> YOUR TASK: In the entries below, find the line with "the woman's teeth" and the line with "of the gray"; give again those lines and every line between them, exactly.

[Stored data entries]
■ ■ ■ ■ ■ ■ ■

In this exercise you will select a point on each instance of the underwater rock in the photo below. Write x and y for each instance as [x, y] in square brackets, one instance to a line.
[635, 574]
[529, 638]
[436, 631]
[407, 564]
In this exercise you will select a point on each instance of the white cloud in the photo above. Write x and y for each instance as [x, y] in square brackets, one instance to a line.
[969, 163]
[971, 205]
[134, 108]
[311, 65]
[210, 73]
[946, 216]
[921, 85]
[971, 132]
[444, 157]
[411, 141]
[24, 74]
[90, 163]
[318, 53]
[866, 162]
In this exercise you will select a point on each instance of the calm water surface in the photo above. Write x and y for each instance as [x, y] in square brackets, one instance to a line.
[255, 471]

■ ■ ■ ■ ■ ■ ■

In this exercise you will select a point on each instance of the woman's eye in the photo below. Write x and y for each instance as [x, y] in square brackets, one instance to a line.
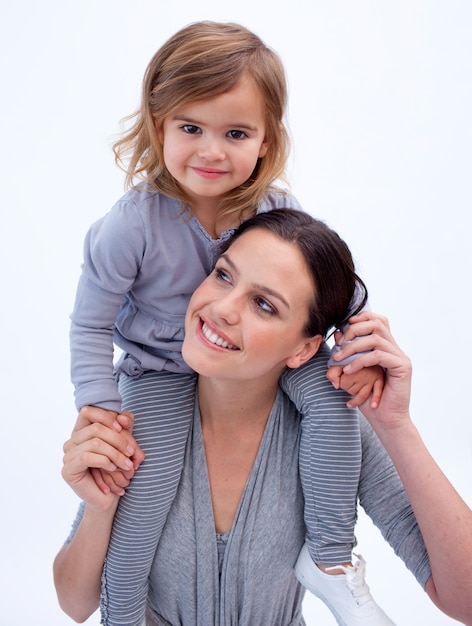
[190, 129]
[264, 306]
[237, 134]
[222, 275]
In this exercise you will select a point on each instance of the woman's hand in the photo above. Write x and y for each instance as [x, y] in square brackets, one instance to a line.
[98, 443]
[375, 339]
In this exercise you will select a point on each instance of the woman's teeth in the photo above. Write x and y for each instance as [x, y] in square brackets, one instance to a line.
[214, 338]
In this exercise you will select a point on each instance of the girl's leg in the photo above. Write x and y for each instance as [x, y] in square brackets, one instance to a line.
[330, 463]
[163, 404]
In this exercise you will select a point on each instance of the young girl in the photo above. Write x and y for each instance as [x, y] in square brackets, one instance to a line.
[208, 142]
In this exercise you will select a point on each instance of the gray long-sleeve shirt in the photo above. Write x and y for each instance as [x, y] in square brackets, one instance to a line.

■ ■ ■ ■ ■ ■ ■

> ANSWER TO THIS PROBLEM:
In this exercise you will select a point on each instance of the woman's teeth in the photo above. Write x and y for each instance as [x, y] in square brackets, one instance to a line.
[214, 338]
In this exercise you will select a point on each instance of the girl's leg in the photo above. Write x and y for each instance as [x, y] in square brackets, one instance to a line.
[330, 463]
[163, 404]
In this exercise you will select a point on each instance of the young girl in the photo above. Write x and y for each instance as [x, y] in square brackets, one instance to a line.
[208, 142]
In this exercise you will select a point on each instance of the gray long-sleeve shirt in the photo above. Write x and y for each instance as [x, y] in square brackets, one instance to a line.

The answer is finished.